REZENSIONEN
Hertling, Gunter H.: Theodor Fontanes „Irrungen, Wirrungen".
Die .Erste Seite' als Schlüssel zum Werk. — New York u. a.: Lang 1985. 70 S. (Germanic Studies in America; 54)
(Rez.: Joachim Biener, Leipzig)
Aus dem künstlerischen Schaffen Fontanes hebt sich der Roman „Irrungen, Wirrungen" neben „Effi Briest" immer stärker als Hauptwerk heraus.
Mit Hans-Heinrich Reuter stimmte der Rezensent bereits in den fünfziger Jahren voll in der Bewunderung dieses Berliner Romans überein. Diese Übereinstimmung galt auch dem Erlebnis der zutiefst tragischen Wirkung des Werkes. So bezeichnete Reuter „Irrungen, Wirrungen" wiederholt als „erschütterndste Liebeserzählung Theodor Fontanes, die zum Ergreifendsten in der deutschen Erzählkunst" 1 gehöre. Dietrich Sommer widmete später dem Roman um Botho und Lene den folgenden Superlativ, der die tragische Wirkung erklärt: „In .Irrungen, Wirrungen' hat Fontane in einer für die deutsche Literatur des 19. Jh. beispiellosen Weise den prinzipiell unlösbaren Widerspruch von Selbstverwirklichung und Selbstentfremdung des Individuums in der kapitalistischen Gesellschaft dargestellt." 2 Der Roman wurde als kritisches Entfremdungsmodell des Autors gewertet.

Zu erledigende Aufgaben →
1. Schreiben Sie aus der Rezension den Teil ab, der mit „Die .Erste Seite'“ anfängt und bis einschließlich „als Hauptwerk heraus.“ geht.
2. Welchen Roman nennt die Rezension neben „Irrungen, Wirrungen“ als Hauptwerk Fontanes?
3. Stimmen diese Aussagen mit der Rezension überein? Antworten Sie jeweils mit Ja oder Nein und zitieren Sie die entscheidenden Worte.
(a) Das besprochene Buch hat 70 Seiten.
(b) Der Rezensent war sich mit Hans-Heinrich Reuter erst in den achtziger Jahren in der Bewunderung des Romans einig.
(c) Der Roman wurde als kritisches Entfremdungsmodell des Autors gewertet.

Bereitgestellte Liste →
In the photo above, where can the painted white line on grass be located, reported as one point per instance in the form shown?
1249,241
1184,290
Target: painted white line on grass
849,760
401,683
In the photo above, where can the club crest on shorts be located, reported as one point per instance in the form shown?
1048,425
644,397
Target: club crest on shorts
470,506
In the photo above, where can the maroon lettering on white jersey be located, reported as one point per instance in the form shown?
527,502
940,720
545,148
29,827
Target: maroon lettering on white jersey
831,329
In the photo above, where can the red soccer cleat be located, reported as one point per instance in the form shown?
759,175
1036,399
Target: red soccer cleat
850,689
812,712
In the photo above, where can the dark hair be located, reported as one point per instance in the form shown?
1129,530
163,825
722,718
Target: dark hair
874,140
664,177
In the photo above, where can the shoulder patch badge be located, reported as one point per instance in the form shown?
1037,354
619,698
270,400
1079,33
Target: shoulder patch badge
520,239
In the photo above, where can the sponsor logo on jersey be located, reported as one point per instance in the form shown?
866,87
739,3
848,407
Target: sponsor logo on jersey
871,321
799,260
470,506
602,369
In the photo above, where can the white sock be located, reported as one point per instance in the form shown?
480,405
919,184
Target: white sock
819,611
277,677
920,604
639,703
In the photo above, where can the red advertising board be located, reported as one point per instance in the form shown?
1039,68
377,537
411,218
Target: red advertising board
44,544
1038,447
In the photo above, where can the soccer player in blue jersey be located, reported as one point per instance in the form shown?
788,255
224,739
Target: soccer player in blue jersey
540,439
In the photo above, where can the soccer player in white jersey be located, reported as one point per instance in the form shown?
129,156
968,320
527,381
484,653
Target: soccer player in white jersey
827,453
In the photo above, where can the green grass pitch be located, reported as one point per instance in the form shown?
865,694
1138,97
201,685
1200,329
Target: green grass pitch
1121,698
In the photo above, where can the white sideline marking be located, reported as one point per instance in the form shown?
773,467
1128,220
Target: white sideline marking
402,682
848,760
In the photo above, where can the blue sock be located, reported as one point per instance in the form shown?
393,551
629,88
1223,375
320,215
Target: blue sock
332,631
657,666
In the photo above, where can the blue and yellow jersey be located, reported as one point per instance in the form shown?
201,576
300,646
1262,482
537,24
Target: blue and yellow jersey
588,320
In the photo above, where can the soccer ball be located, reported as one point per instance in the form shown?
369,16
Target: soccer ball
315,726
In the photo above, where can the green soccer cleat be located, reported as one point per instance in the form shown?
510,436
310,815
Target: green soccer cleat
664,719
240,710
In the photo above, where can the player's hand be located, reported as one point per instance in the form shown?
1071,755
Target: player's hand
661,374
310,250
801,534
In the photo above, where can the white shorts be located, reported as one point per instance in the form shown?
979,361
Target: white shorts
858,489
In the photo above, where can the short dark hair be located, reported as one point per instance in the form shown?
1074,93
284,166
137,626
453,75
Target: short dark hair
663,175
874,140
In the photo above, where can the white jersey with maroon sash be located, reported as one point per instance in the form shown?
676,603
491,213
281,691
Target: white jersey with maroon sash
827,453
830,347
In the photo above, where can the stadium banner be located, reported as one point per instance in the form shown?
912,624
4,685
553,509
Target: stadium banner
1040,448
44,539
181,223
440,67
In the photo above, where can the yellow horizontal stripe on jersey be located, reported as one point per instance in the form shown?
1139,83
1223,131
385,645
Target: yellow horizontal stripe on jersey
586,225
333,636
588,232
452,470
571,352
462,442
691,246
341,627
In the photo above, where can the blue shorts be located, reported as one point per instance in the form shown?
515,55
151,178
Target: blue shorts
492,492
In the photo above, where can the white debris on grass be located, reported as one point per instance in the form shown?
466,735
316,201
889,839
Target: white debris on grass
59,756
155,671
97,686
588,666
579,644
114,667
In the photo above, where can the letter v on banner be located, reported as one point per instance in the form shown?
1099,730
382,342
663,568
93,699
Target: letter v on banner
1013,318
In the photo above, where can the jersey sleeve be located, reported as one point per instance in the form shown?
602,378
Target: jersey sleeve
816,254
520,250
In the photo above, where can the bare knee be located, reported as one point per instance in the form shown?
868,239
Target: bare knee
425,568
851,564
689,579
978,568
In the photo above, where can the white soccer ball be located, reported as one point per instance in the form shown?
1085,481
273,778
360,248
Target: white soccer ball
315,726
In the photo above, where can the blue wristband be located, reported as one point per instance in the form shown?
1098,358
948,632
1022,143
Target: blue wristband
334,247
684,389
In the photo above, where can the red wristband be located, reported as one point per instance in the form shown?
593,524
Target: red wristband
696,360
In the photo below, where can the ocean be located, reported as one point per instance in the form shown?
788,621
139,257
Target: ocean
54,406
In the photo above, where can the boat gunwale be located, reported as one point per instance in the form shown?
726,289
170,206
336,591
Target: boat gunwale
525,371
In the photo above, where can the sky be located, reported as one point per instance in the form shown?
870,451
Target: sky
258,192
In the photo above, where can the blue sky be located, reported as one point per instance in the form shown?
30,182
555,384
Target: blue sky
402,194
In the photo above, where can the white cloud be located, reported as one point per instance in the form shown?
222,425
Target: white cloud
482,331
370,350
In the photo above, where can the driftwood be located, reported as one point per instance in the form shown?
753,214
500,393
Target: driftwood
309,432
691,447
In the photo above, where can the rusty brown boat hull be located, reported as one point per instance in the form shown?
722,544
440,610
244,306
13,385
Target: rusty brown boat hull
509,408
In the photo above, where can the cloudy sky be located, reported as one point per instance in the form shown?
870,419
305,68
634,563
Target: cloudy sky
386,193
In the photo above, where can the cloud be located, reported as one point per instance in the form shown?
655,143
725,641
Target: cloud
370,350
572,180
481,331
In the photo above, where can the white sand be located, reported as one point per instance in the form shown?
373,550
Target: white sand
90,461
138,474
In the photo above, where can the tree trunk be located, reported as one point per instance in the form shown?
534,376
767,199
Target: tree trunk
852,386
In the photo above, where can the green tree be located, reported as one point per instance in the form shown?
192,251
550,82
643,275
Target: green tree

Ergebnisse der Reihe →
1.
Die .Erste Seite' als Schlüssel zum Werk. — New York u. a.: Lang 1985. 70 S. (Germanic Studies in America; 54)
(Rez.: Joachim Biener, Leipzig)
Aus dem künstlerischen Schaffen Fontanes hebt sich der Roman „Irrungen, Wirrungen" neben „Effi Briest" immer stärker als Hauptwerk heraus.

2. „Effi Briest“

3.
(a) Ja: „Lang 1985. 70 S.“
(b) Nein: „bereits in den fünfziger Jahren voll in der Bewunderung dieses Berliner Romans überein“
(c) Ja: „Der Roman wurde als kritisches Entfremdungsmodell des Autors gewertet.“